## Prompt
Scale the records in the stretch from the line containing "like x=87 y=260." through the line containing "x=283 y=220", writing out those lines in full with the requests included and every answer coordinate multiplied by 0.95 and rounded to a whole number, halves up. Leave the sample coordinates inside the requests unchanged.

Pointing dataset excerpts
---
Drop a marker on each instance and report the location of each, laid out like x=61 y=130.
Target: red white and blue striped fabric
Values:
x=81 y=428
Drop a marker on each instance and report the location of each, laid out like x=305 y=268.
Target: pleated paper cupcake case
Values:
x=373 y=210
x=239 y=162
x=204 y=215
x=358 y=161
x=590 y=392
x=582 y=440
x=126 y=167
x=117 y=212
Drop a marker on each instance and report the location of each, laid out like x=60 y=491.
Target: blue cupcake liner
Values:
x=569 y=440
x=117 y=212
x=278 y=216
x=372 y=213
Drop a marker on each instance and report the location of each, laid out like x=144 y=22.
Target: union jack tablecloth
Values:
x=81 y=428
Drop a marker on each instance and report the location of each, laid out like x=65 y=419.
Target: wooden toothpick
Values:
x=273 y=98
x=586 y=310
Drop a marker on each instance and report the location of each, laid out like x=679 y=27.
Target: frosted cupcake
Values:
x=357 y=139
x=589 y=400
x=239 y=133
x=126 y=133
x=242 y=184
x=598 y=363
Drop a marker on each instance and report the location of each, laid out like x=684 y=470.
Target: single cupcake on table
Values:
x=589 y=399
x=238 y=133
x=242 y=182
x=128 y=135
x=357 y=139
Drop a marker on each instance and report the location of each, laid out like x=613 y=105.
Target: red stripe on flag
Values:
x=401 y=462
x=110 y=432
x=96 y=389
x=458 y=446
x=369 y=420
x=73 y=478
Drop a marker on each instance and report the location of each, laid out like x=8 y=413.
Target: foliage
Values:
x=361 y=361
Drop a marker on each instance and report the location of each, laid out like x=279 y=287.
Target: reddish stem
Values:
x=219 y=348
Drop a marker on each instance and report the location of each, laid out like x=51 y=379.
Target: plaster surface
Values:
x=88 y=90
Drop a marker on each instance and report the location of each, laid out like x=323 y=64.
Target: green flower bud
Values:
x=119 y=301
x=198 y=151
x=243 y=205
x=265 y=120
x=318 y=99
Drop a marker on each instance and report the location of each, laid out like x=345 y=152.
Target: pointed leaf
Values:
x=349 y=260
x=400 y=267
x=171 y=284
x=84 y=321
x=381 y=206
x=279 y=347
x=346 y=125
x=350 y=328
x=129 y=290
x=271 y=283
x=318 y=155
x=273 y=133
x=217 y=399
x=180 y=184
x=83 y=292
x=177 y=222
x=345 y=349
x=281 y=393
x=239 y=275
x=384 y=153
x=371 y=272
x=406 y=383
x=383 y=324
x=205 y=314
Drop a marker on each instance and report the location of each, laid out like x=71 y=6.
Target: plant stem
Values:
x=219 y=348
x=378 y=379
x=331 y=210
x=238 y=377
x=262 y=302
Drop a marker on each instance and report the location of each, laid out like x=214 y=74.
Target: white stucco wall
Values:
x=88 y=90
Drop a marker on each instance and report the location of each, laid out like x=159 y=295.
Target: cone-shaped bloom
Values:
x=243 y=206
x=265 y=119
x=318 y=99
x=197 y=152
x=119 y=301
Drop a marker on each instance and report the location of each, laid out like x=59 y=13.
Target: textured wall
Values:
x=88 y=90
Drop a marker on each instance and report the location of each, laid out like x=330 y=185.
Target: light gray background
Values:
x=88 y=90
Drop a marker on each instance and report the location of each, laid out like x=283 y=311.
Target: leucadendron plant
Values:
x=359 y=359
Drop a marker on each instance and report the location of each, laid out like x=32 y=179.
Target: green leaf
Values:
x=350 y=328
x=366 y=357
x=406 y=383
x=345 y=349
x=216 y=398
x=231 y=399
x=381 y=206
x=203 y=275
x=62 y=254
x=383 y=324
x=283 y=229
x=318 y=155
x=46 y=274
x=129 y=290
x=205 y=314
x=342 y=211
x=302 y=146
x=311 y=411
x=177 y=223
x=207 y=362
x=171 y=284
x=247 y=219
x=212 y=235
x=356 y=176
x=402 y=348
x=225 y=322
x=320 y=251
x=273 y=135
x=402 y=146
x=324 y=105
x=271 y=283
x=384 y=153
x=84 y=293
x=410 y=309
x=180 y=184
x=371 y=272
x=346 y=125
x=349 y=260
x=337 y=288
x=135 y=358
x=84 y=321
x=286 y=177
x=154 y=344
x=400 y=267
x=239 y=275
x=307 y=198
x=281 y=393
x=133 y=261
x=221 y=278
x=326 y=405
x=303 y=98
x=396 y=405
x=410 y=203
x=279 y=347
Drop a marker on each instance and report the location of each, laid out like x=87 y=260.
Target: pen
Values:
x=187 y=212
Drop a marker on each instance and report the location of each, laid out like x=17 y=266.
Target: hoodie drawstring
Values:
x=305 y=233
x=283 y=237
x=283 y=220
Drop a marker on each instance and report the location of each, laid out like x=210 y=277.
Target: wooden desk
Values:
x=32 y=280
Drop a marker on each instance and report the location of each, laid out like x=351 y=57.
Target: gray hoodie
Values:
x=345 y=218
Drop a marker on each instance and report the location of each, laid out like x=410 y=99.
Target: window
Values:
---
## Full solution
Drop a marker on each instance and report the location of each, laid out like x=87 y=260.
Target: pen
Values:
x=178 y=201
Drop a marker on each instance and report the location of each, laid out like x=17 y=266.
Target: hoodie drawstring
Values:
x=290 y=221
x=269 y=225
x=269 y=209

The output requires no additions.